WHAT TO WORK ON
Here are some records; return them all exactly.

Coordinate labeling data
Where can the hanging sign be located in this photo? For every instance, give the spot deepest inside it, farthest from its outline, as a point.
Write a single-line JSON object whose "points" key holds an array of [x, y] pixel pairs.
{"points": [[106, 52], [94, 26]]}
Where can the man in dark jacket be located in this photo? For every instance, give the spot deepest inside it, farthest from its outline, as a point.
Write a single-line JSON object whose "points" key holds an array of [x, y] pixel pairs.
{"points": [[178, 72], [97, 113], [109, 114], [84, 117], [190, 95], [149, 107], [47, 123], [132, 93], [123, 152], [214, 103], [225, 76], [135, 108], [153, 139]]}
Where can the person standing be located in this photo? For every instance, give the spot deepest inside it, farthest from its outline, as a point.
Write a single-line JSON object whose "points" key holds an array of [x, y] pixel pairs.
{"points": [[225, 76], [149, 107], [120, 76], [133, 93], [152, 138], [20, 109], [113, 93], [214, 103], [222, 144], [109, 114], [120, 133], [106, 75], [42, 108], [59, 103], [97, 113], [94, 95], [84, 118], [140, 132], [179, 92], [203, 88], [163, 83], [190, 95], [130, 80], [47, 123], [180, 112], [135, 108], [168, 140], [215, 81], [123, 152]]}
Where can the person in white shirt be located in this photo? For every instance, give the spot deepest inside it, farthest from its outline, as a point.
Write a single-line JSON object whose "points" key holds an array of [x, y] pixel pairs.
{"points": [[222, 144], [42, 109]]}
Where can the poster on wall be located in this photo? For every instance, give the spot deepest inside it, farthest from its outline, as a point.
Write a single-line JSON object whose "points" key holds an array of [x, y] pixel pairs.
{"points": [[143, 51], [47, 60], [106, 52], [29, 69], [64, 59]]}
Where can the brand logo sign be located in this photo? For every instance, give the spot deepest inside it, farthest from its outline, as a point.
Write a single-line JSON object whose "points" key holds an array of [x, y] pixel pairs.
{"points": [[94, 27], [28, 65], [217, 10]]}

THE ANSWER
Where can the hanging sign be located in this photo? For every instance, give the spot deepest inside it, farthest from its outline, as a point.
Write a single-line JSON object whose "points" key holds an array of [x, y] pixel pairs.
{"points": [[106, 52], [94, 26]]}
Where can the man in dark jacket be located in this photo? For every instance, give the spot deepest inside it, farthest from its outline, as a point.
Write a single-line JSON object whose "points" key holds an array of [x, y] pixel pairs.
{"points": [[178, 72], [97, 113], [109, 114], [84, 117], [190, 95], [149, 107], [47, 123], [132, 93], [123, 152], [214, 103], [225, 76], [135, 108], [153, 139]]}
Where can the person standing be located in this photo? For every instance, give the spot deepest inside it, farthest from its outline, as a point.
Write a single-line JSON object whose "points" key holds an array of [x, y] pixel pairs.
{"points": [[225, 76], [149, 107], [120, 76], [133, 93], [152, 138], [20, 109], [113, 93], [214, 103], [222, 144], [109, 114], [120, 133], [106, 75], [42, 108], [59, 103], [97, 113], [94, 95], [84, 118], [140, 132], [179, 92], [203, 88], [163, 83], [190, 95], [130, 80], [47, 123], [180, 112], [135, 108], [168, 140], [215, 81], [123, 152]]}
Where can the person in white shirt be located in this photo? For every instance, give the spot deepest inside it, farthest from its outline, as a point.
Write a single-line JSON object whose "points" key holds an array of [x, y] pixel pairs.
{"points": [[222, 144], [42, 109]]}
Where can the poster on wall be located in this photo? For every instance, give the spot deepest inside it, farthest from its outline, as a point.
Write a single-line JSON object whose "points" key holds an array of [x, y] pixel pairs.
{"points": [[143, 51], [47, 60], [106, 52], [29, 69], [64, 59]]}
Where can the brand logo sign be located in this photo? For every instance, give the spot deepest inside it, farthest from its outline, as a point.
Write a single-line JSON object whose "points" key holds an array of [x, y] pixel pairs.
{"points": [[94, 27], [28, 65], [217, 10]]}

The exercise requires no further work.